#### Source material:
···
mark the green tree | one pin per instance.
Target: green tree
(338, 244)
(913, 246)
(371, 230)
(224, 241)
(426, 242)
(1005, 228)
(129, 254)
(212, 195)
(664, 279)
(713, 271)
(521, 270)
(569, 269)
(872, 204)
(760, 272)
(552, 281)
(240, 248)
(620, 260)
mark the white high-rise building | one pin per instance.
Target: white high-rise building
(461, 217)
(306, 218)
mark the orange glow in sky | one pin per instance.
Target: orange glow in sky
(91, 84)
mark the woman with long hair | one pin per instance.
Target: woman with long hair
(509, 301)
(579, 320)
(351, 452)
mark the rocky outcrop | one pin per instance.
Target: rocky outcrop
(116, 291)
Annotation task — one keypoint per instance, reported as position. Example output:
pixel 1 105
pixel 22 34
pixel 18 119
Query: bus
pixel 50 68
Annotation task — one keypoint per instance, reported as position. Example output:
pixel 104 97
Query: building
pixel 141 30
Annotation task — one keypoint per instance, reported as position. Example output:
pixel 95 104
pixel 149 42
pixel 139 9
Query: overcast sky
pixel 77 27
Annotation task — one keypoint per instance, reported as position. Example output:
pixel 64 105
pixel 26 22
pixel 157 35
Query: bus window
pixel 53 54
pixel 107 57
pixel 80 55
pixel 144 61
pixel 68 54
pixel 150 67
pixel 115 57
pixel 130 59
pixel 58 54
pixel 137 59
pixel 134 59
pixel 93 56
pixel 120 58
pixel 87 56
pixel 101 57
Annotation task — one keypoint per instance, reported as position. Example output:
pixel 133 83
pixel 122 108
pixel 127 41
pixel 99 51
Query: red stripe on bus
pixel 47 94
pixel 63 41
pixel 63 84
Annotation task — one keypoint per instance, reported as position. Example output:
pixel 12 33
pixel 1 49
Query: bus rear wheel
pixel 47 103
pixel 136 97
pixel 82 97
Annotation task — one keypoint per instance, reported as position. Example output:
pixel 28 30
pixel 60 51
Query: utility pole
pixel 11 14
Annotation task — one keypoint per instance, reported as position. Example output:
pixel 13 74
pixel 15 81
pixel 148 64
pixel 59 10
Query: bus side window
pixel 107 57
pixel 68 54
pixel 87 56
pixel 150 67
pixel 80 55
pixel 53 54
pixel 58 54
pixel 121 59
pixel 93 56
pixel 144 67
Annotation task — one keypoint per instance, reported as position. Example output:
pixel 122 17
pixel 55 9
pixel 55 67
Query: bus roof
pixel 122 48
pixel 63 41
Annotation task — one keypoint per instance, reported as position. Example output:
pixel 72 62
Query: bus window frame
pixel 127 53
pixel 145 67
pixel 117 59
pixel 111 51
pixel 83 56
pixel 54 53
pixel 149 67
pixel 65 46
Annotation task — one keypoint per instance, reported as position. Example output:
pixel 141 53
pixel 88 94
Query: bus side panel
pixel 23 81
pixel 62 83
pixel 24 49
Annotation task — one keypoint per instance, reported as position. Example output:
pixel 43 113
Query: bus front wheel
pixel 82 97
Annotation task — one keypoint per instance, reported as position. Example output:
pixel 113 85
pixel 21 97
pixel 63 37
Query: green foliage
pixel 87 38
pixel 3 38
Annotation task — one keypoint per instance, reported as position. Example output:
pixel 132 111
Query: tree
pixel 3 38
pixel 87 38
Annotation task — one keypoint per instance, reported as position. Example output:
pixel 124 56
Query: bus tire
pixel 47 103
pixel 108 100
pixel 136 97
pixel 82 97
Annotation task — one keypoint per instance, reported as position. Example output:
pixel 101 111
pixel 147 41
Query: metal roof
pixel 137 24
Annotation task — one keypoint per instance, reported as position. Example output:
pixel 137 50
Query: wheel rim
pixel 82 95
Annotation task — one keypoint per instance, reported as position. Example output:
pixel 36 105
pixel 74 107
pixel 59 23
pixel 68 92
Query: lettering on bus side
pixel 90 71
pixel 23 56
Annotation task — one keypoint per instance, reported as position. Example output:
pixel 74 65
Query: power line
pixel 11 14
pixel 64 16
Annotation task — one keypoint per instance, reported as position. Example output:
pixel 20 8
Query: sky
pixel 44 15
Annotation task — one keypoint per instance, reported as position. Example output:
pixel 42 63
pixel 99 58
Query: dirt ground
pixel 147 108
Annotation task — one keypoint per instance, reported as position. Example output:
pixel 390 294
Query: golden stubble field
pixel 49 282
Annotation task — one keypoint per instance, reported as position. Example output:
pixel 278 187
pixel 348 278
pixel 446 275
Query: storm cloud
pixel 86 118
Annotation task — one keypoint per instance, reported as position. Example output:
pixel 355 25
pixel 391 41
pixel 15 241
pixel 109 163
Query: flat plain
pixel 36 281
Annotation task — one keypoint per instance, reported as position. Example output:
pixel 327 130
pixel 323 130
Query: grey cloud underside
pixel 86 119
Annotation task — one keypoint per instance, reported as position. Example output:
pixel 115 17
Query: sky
···
#### Exercise details:
What lines in the records above include the string "mark"? Copy each one.

#### Reply:
mark the green tree | one pin per instance.
mark the white high-rise building | one pin per instance.
mark the orange glow in sky | one pin per instance.
mark the woman with long hair | one pin per instance.
mark the rocky outcrop | one pin per instance.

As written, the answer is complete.